WORK INSTRUCTION:
In the septic shock text, edit the part starting at "We’ll use the" and ending at "GEOquery::getGEOSuppFiles(GEO = geo_id)" so that every "geo_id" becomes "series_id".

SOURCE DOCUMENT:
···
Septic shock is a potentially fatal complication of sepsis, and treatment largely depends on early supportive hemodynamic therapy. Patient response to hemodynamic therapy varies, and the NCBI Gene Expression Omnibus (GEO) (Barrett et al. 2012) series GSE110487 is a dataset from 2018 consisting of RNA sequencing read counts of whole blood samples taken from 14 septic shock patients who responded to hemodynamic therapy and 17 non-responders, at two time points: immediately after ICU admission, and 48 hours later, after hemodynamic therapy. (Barcella et al. 2018)

Fetching and assessing data

Downloading and formatting

We’ll use the GEOQuery package to retrieve the supplementary files and metadata pertaining to the experiment from the GEO with its series accession number, and then look at how it’s formatted.

geo_id <- "GSE110487"

# get metadata associated with gse and supplementary files
gse <- GEOquery::getGEO(geo_id, GSEMatrix=FALSE)
supp <- GEOquery::getGEOSuppFiles(geo_id, fetch_files=FALSE)

# download data if not already downloaded
current_dir <- file.path(getwd())
supp_file_path <- file.path(current_dir, geo_id, supp$fname[1])
if (!file.exists(supp_file_path)) {
  data_file <- GEOquery::getGEOSuppFiles(GEO = geo_id)
}

# read data into a dataframe
raw_counts <- readxl::read_xlsx(supp_file_path)
···
GIVEN RECORDS:
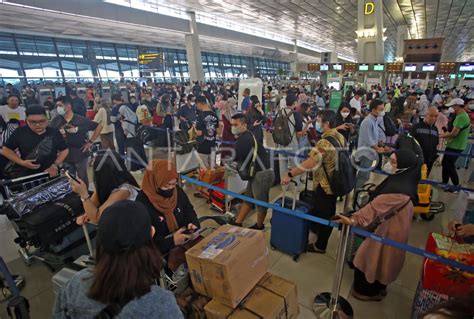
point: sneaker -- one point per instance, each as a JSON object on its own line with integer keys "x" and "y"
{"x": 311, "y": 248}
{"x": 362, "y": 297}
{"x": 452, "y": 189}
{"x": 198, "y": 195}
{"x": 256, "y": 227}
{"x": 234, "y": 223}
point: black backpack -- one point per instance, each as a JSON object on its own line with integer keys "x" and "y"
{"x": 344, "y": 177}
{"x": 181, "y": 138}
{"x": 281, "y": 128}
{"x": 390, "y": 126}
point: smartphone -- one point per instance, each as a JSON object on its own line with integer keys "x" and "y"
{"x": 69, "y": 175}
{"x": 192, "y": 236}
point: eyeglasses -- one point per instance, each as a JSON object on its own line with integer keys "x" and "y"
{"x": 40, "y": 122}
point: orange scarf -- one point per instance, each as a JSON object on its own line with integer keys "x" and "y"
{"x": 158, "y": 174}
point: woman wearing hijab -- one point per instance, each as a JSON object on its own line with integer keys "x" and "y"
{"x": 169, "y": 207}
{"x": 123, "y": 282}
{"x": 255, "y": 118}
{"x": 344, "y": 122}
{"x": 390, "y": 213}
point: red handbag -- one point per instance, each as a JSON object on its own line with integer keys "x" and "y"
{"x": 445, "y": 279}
···
ANSWER TO THIS TASK:
We’ll use the GEOQuery package to retrieve the supplementary files and metadata pertaining to the experiment from the GEO with its series accession number, and then look at how it’s formatted.

series_id <- "GSE110487"

# get metadata associated with gse and supplementary files
gse <- GEOquery::getGEO(series_id, GSEMatrix=FALSE)
supp <- GEOquery::getGEOSuppFiles(series_id, fetch_files=FALSE)

# download data if not already downloaded
current_dir <- file.path(getwd())
supp_file_path <- file.path(current_dir, series_id, supp$fname[1])
if (!file.exists(supp_file_path)) {
  data_file <- GEOquery::getGEOSuppFiles(GEO = series_id)